Data items
>>>>

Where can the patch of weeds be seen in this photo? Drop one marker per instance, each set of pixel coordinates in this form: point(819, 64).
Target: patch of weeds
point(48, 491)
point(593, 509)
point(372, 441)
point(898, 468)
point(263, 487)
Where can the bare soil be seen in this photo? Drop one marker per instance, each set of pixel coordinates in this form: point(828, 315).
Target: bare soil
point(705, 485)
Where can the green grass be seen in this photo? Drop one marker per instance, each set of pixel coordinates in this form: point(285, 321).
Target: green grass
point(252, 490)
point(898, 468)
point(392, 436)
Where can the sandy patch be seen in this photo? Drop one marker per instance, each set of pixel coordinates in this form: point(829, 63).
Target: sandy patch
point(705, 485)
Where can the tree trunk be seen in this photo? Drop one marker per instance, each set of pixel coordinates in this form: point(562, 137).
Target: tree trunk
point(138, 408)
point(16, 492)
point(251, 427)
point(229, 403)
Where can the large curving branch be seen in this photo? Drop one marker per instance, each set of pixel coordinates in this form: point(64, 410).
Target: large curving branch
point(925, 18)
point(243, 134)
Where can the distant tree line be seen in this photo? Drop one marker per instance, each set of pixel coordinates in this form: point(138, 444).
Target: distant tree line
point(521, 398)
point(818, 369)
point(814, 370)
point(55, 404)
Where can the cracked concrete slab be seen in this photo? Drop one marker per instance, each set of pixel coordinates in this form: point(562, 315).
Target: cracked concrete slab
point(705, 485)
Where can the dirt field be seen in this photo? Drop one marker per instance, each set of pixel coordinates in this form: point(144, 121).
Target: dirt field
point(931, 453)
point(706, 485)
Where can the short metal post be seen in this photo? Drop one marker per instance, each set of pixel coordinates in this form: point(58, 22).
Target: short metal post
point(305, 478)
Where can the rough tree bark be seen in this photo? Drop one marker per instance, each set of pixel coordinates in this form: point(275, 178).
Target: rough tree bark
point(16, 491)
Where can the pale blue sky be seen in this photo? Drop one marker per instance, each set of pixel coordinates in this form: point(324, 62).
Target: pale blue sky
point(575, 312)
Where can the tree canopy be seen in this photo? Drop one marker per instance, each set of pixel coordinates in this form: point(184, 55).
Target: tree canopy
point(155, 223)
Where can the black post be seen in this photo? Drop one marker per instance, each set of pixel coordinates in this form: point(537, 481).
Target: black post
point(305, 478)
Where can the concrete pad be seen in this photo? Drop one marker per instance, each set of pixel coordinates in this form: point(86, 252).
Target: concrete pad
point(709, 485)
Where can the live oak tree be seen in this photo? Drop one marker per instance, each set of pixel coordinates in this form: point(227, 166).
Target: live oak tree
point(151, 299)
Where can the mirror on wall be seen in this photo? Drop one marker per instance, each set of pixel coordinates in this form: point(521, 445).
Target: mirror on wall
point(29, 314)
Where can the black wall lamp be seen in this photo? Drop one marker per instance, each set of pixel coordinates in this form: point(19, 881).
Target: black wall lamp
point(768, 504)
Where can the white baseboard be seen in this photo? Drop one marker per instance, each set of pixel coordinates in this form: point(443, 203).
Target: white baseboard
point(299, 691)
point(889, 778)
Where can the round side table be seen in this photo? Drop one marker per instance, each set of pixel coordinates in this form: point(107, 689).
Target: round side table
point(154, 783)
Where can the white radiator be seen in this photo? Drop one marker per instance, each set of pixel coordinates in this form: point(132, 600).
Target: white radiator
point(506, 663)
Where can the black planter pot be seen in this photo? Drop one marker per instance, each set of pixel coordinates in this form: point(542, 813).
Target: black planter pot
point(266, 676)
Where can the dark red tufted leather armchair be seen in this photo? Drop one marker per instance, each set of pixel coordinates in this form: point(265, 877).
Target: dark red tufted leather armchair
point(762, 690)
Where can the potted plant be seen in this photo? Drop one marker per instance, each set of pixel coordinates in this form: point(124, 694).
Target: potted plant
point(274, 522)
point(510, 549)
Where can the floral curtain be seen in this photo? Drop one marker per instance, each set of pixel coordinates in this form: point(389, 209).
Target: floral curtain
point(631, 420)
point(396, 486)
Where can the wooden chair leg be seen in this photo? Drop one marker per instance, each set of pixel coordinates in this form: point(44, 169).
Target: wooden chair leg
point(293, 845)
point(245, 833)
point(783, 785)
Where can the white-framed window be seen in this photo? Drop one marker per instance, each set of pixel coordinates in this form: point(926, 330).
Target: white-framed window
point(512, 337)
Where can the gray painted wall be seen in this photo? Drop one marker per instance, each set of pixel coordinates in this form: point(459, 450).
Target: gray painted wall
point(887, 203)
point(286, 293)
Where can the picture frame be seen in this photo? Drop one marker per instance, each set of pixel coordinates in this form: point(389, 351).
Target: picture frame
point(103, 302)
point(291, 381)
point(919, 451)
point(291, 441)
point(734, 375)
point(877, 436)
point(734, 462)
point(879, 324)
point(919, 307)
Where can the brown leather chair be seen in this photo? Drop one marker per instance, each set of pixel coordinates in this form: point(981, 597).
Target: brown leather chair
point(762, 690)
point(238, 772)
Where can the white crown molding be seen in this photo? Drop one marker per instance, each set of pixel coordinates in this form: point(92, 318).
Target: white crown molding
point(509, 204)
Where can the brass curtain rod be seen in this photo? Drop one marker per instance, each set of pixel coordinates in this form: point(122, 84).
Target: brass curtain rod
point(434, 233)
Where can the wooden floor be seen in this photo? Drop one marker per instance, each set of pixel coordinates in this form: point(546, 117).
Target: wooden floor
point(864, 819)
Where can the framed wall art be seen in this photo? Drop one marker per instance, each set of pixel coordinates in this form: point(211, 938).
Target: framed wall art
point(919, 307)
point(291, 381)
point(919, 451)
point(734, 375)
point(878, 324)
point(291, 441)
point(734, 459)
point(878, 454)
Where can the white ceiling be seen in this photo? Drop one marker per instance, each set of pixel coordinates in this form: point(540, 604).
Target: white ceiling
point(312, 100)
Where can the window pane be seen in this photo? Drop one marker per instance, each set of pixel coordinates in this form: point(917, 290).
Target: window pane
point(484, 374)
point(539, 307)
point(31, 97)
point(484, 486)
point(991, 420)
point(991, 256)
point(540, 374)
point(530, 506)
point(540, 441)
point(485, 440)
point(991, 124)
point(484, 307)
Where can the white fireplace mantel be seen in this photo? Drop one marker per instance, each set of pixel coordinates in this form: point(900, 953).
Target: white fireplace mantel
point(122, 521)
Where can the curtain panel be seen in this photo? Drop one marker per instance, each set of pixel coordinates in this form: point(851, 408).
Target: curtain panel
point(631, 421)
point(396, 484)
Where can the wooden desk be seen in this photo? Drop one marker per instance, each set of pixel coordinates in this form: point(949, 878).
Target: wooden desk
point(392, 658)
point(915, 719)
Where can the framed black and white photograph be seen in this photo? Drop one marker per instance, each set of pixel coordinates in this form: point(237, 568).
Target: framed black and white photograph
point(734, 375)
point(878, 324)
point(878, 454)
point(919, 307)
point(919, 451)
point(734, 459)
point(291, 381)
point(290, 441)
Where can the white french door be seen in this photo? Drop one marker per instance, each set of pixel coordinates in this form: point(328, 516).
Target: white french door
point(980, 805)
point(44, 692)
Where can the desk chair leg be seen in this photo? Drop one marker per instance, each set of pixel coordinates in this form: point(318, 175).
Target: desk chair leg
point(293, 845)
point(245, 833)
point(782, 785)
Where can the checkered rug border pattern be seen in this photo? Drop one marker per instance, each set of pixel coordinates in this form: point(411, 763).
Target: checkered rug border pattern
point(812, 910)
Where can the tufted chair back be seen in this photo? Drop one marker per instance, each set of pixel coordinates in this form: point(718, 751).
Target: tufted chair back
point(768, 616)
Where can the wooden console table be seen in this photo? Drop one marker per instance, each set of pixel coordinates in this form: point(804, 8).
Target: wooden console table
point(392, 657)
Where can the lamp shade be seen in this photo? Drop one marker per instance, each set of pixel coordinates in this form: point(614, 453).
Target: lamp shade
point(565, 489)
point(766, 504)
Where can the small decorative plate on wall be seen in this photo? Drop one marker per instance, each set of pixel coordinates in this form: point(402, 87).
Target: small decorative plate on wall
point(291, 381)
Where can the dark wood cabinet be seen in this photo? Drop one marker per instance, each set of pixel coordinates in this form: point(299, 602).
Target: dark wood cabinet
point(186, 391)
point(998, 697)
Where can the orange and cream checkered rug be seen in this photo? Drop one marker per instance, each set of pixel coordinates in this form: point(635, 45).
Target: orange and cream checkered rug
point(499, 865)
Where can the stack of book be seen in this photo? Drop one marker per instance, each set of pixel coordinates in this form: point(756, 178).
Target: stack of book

<<<<

What is being asked: Express the lines of the records as a Markdown table with two columns, "Row" and "Line text". Include only the lines from the one containing "Where can the framed wall" up to and including the one containing "point(312, 100)", number each row, and omit any blank lines.

The output:
| Row | Line text |
|---|---|
| 1 | Where can the framed wall art be seen in this photo? Drop one marker per instance, each set of pixel coordinates in this form: point(211, 938). |
| 2 | Target: framed wall art |
| 3 | point(919, 307) |
| 4 | point(291, 381) |
| 5 | point(919, 451) |
| 6 | point(734, 375) |
| 7 | point(878, 324) |
| 8 | point(291, 441) |
| 9 | point(734, 459) |
| 10 | point(878, 454) |
| 11 | Where can the white ceiling be seen in this photo? Drop one marker per instance, each set of pixel coordinates in this form: point(540, 604). |
| 12 | Target: white ceiling |
| 13 | point(312, 100) |